> [TASK GOAL] Please list every line of the data below that contains the word "white".

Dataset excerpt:
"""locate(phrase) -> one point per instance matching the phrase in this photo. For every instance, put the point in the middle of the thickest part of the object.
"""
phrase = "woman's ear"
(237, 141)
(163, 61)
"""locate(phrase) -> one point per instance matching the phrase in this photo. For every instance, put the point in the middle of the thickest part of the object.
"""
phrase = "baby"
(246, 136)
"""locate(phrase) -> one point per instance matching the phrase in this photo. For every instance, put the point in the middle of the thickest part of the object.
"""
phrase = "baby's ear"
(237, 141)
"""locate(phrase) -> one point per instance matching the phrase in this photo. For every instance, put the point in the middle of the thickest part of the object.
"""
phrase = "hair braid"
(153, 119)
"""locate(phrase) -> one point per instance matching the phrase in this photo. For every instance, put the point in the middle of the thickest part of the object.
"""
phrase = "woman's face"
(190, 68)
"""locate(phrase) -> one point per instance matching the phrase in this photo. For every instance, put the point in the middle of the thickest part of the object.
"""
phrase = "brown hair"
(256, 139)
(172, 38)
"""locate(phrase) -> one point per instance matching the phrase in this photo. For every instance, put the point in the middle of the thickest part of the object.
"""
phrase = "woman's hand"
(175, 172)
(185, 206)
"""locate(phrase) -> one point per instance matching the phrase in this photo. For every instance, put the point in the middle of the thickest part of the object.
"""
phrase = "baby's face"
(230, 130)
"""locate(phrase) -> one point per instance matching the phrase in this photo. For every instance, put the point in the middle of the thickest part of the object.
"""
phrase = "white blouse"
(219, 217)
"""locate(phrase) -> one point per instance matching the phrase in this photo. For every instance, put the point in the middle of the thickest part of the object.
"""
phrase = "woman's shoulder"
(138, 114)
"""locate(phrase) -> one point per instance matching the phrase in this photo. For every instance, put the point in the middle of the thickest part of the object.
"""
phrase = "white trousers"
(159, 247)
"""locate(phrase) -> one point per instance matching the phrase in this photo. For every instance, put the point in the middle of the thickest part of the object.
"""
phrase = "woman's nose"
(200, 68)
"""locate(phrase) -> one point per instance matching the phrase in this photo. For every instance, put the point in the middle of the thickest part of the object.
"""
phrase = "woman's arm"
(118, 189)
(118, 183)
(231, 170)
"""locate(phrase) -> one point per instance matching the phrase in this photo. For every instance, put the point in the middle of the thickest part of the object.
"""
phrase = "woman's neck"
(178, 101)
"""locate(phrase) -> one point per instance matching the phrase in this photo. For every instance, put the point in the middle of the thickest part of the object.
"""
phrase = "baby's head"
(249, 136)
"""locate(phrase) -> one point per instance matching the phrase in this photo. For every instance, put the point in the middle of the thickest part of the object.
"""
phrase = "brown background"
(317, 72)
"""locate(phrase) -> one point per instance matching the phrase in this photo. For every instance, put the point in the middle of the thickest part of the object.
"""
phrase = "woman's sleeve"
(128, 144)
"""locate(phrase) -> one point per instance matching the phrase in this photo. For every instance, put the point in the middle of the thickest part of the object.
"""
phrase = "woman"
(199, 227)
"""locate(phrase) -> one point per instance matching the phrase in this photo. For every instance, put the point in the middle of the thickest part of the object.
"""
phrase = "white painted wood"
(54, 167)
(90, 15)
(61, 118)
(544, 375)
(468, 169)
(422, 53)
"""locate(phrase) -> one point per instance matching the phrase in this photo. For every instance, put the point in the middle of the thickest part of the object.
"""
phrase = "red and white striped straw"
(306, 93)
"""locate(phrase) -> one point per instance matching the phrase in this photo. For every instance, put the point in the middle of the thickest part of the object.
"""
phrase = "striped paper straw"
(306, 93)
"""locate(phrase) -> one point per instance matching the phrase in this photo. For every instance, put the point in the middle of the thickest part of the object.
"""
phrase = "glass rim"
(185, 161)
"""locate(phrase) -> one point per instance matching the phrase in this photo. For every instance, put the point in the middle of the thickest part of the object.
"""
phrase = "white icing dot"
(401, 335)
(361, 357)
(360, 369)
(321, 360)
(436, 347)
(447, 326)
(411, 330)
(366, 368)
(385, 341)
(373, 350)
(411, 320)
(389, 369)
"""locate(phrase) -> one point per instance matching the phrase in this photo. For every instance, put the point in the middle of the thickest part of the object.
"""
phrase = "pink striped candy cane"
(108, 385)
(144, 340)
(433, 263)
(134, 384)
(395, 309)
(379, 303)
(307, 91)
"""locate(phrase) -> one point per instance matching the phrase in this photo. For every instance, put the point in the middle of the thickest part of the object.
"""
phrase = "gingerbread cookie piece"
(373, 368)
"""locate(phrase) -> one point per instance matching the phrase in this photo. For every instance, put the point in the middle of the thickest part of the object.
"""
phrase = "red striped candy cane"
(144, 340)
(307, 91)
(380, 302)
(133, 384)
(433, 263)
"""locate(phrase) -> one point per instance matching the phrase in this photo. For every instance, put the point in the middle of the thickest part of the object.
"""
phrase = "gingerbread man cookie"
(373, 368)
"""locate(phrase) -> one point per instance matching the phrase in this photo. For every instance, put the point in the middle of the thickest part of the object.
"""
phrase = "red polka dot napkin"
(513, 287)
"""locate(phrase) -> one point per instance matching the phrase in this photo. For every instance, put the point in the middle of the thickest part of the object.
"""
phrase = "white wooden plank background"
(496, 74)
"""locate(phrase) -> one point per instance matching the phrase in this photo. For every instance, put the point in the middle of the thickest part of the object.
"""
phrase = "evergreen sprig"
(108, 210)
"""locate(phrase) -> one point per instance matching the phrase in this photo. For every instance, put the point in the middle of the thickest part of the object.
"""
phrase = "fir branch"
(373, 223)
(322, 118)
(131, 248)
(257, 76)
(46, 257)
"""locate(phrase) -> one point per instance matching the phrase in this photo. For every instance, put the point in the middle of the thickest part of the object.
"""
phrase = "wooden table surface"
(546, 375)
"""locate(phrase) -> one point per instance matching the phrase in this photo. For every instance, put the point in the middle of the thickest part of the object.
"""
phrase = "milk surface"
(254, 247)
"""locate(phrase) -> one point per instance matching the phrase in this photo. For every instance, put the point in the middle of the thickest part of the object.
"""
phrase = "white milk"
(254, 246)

...

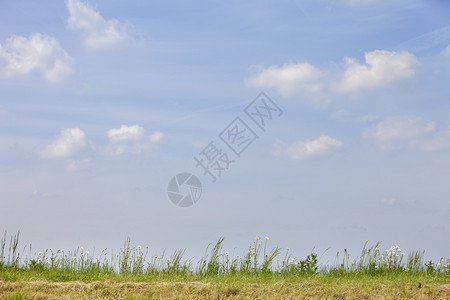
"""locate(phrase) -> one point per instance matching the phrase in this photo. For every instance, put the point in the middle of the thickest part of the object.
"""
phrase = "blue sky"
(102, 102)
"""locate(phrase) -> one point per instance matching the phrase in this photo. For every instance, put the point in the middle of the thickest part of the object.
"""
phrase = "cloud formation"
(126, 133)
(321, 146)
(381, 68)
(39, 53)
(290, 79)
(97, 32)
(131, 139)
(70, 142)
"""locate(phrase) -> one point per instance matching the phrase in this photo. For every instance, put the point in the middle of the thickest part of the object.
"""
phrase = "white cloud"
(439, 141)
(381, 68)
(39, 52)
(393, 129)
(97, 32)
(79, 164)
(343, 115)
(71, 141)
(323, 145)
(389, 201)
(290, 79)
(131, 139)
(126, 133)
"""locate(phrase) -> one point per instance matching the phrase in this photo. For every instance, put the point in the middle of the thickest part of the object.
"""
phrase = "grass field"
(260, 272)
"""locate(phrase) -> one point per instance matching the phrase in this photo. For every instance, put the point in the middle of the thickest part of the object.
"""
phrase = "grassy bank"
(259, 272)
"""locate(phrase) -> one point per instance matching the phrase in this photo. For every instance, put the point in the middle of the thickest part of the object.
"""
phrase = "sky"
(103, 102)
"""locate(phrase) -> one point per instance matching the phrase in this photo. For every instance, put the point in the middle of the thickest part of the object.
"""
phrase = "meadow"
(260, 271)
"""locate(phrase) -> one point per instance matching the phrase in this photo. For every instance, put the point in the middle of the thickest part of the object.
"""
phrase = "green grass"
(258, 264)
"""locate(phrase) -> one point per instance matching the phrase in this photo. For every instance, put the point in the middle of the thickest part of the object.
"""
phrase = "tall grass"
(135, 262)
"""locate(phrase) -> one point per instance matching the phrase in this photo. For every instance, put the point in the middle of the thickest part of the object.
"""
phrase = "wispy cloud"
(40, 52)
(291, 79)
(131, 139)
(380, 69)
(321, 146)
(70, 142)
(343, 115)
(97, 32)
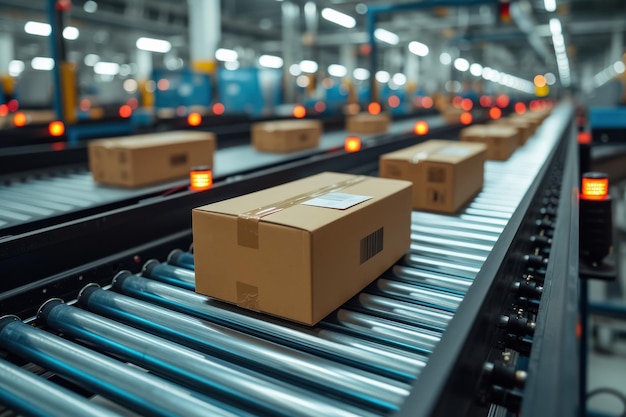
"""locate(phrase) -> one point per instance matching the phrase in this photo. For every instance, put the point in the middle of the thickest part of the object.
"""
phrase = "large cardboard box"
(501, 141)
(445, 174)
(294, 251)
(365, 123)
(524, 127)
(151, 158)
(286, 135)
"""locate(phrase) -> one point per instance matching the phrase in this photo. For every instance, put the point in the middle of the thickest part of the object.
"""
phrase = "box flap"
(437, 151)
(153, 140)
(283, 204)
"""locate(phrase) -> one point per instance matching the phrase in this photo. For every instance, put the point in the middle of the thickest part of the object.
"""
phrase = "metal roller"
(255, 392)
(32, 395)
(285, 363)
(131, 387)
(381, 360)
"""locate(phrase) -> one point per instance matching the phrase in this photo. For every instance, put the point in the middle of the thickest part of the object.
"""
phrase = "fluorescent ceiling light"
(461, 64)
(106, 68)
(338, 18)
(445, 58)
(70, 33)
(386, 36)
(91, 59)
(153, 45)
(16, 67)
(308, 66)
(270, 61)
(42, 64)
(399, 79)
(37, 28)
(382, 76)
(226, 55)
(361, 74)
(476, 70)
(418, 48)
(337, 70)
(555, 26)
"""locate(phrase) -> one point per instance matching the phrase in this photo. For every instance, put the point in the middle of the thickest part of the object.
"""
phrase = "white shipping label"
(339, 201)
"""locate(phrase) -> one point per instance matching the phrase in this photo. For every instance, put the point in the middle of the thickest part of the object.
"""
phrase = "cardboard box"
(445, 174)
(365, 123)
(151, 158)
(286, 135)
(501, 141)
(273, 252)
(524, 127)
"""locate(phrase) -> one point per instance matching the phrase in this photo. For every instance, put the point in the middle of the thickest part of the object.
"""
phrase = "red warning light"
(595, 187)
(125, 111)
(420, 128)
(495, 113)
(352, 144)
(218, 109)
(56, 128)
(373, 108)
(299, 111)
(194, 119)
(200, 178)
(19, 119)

* * *

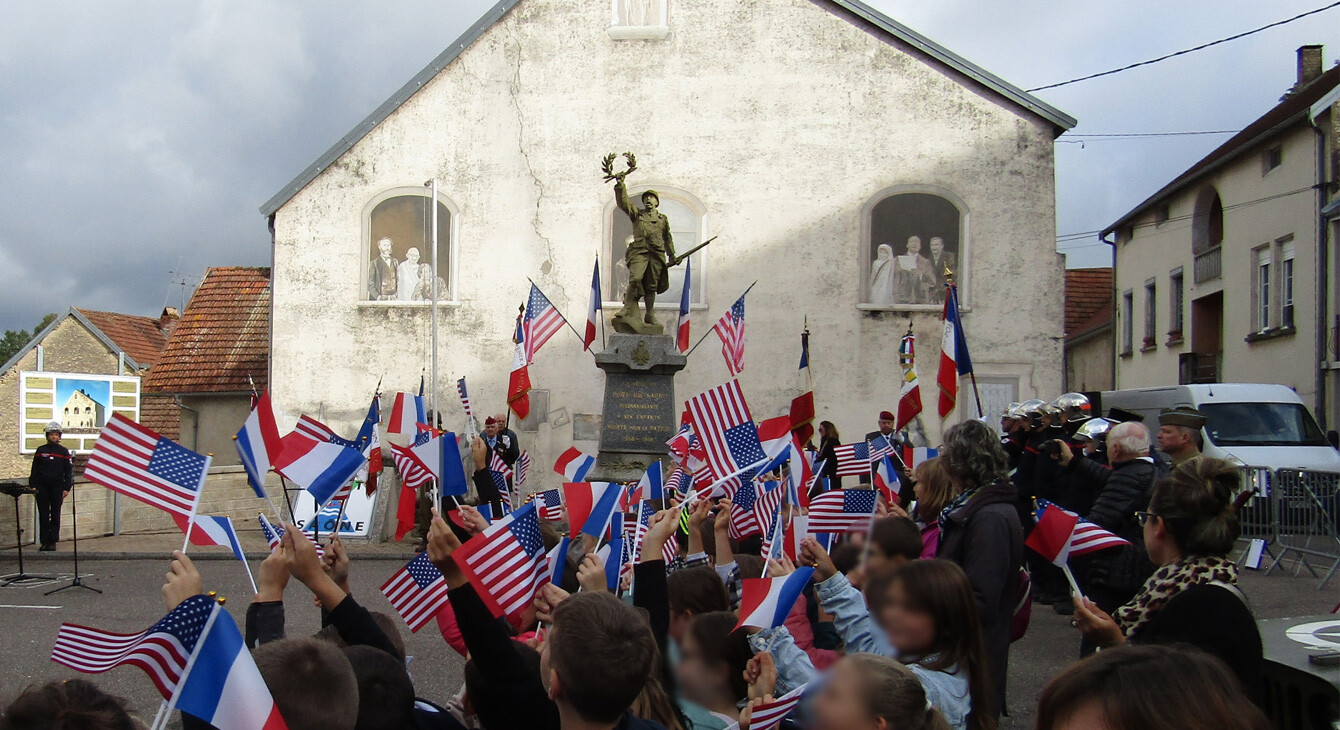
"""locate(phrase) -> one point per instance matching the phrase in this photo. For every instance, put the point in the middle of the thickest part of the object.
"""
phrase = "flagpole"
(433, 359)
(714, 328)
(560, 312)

> [TASK ANSWER]
phrase = "white blouse"
phrase = "white trousers"
phrase = "white painted wood"
phrase = "red and white striped straw"
phrase = "white icing dot"
phrase = "white wooden plank background"
phrase = "white milk"
phrase = "white cloud"
phrase = "white shipping label"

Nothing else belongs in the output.